TEXT SEGMENT —
CHAMPAIGN, Ill. — Isoflavone-enhanced dietary supplements containing genistein may negate the tumor-fighting effects of tamoxifen, a commonly prescribed medication for women battling estrogen-dependent breast cancer, according to new findings appearing in the May 1 issue of the journal Cancer Research.
The research was led by William G. Helferich, a professor of food science and human nutrition at the University of Illinois at Urbana-Champaign.
In a pre-clinical study, researchers divided 66 mice, with their ovaries removed, into six groups to monitor the effects of estrogen and various amounts of tamoxifen and genistein, an estrogen-like component found in legume plants. Estrogen and tamoxifen implants were put into the mice, and estrogen-dependent breast cancer cells were injected. Before adding genistein to the diet, the tamoxifen had stopped tumor growth. The addition of genistein resulted in enhanced growth of estrogen-dependent tumors and increases in estrogen-responsive gene markers.
Blood concentrations of genistein in these mice were similar to those levels that people can get by consuming isoflavone-rich dietary supplements, Helferich said.
"Previous studies in rodents have suggested that exposure to genistein early in life may prevent or delay breast cancer," Helferich said. However, in a series of studies published last year, Helferich's laboratory demonstrated that various dietary products containing genistein can stimulate the growth of estrogen-dependent human breast tumors implanted into adult mice.
"This new study takes our previous findings a step further," Helferich said. "These results raise concern about consuming dietary isoflavone supplements in conjunction with tamoxifen in postmenopausal women who have estrogen-dependent breast cancer."

MATERIAL SHOWN —

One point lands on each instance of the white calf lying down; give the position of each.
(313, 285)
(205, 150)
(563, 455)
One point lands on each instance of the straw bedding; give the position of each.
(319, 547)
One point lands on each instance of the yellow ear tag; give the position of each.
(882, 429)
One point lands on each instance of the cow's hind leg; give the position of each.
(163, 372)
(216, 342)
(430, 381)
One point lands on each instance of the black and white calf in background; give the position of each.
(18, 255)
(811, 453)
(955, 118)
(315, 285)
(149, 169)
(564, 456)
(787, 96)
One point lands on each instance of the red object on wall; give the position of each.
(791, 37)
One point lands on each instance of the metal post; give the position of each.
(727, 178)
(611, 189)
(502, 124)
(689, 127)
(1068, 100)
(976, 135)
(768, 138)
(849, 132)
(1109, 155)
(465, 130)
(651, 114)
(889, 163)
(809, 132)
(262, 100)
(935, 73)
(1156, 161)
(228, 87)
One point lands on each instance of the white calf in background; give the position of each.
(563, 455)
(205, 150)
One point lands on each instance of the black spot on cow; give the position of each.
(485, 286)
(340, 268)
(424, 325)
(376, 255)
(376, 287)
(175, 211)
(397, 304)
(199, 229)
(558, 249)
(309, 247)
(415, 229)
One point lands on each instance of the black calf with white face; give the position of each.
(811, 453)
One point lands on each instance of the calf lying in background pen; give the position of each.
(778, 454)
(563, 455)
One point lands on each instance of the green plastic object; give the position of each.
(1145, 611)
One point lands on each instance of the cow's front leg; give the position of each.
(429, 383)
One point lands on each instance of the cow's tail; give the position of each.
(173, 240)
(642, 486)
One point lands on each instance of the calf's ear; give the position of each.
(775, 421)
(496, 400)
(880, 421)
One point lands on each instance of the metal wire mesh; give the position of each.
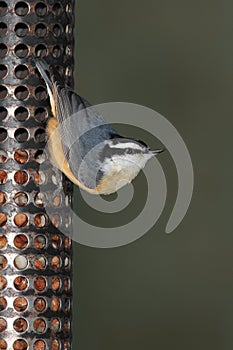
(35, 258)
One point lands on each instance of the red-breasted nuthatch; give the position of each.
(100, 161)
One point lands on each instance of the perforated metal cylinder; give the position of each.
(35, 257)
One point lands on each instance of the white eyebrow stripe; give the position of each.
(124, 145)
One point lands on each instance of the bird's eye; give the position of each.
(142, 143)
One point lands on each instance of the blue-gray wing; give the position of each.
(83, 132)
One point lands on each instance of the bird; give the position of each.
(83, 145)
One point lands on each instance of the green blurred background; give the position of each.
(163, 291)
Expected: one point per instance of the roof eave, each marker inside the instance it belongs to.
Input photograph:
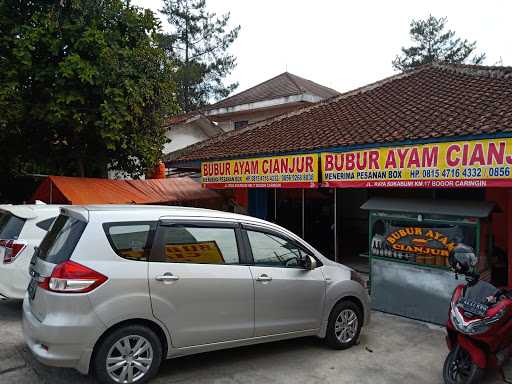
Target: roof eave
(264, 104)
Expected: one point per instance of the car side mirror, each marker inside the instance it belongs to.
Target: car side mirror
(309, 262)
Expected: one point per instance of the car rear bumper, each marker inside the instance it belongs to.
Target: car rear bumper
(13, 280)
(57, 345)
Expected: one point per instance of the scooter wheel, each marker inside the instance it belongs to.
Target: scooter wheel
(459, 369)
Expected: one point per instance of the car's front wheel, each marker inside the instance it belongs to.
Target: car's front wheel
(130, 354)
(344, 327)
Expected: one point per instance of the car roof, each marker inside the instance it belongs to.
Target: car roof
(29, 211)
(167, 210)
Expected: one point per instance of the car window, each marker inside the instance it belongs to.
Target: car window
(60, 241)
(46, 224)
(199, 245)
(10, 226)
(274, 251)
(130, 240)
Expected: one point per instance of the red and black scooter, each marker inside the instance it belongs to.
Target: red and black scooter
(479, 324)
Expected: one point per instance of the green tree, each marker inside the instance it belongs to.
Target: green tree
(198, 43)
(83, 87)
(432, 42)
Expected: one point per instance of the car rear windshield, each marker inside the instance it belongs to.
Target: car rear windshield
(60, 241)
(10, 226)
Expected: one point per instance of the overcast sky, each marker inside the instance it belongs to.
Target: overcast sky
(347, 44)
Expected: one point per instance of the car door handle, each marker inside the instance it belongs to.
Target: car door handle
(263, 278)
(167, 277)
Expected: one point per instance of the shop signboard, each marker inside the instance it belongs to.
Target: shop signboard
(419, 244)
(460, 164)
(295, 171)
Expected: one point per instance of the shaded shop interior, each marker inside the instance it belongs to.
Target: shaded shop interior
(331, 219)
(448, 130)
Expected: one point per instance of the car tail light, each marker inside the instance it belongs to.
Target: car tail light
(71, 277)
(12, 249)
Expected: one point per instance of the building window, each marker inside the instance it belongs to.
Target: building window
(241, 124)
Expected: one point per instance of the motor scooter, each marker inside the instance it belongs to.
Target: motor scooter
(479, 328)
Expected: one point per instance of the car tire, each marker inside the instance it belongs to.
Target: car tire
(133, 351)
(344, 327)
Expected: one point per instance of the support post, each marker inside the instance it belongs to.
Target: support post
(303, 234)
(275, 205)
(509, 238)
(335, 225)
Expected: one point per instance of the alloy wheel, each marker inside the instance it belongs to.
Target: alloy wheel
(346, 326)
(129, 359)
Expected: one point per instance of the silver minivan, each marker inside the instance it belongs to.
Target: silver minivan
(117, 289)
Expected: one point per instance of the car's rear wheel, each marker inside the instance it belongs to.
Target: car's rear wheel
(344, 327)
(130, 354)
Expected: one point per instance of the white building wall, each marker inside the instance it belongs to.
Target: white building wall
(182, 136)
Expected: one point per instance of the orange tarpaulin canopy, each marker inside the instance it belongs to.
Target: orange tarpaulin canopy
(76, 190)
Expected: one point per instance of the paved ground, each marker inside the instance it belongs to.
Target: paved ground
(392, 350)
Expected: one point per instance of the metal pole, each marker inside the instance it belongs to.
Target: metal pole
(335, 226)
(303, 213)
(275, 205)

WORK TO COMPLETE —
**1.** Using the news item on genistein and tamoxifen, explain in one to three sentences why the researchers found that genistein may cancel out tamoxifen's effect on tumors.
**2.** In the genistein and tamoxifen study, how many mice were used, and into how many groups were they divided?
**3.** Resume the news item on genistein and tamoxifen after its last sentence.

LIST OF ANSWERS —
**1.** Before genistein was added to the mice's diet, tamoxifen had stopped the growth of the estrogen-dependent tumors. Once genistein was added, those tumors grew more and estrogen-responsive gene markers went up.

**2.** 66 mice, divided into six groups.

**3.**
"This study also applies to women who are self-medicating with dietary estrogenic supplements by showing the supplements could negate the protective benefit of tamoxifen," he added.
Postmenopausal women with estrogen-dependent breast cancer often face an emotional roller coaster. Physicians prescribe tamoxifen to suppress the tumors and recommend against the use of hormone-replacement therapy (HRT). While tamoxifen stops estrogen from stimulating breast cancer cells, it also can cause menopausal symptoms. Unknown to their physicians, some women turn to over-the-counter products containing isoflavones as an alternative to HRT to treat their menopausal symptoms.
Genistein often is identified as one of several desired isoflavones in soy products, including soy-enhanced drinks and dietary supplements. Dietary isoflavones also can be found in both subterranean and red clover supplements.
Isoflavones in soy are believed to be responsible for anti-cancer effects observed in numerous human and animal studies. For example, in Asia, where cancer rates are low, people often consume diets rich in soy products that contain about 20 to 30 milligrams of isoflavones a day, Helferich said. However, many isoflavone-enhanced drinks and supplements now available in the United States may contain 30 to 150 milligrams per serving, and two or more servings a day are recommended on the labels, he added.
Other researchers contributing to the study were Young H. Ju, Kimberly F. Allred and Clinton D. Allred, all of the department of food science and human nutrition at Illinois, and Daniel R. Doerge of the National Center for Toxicological Research in Jefferson, Ark.
The National Institutes of Health funded the research through a grant to Helferich.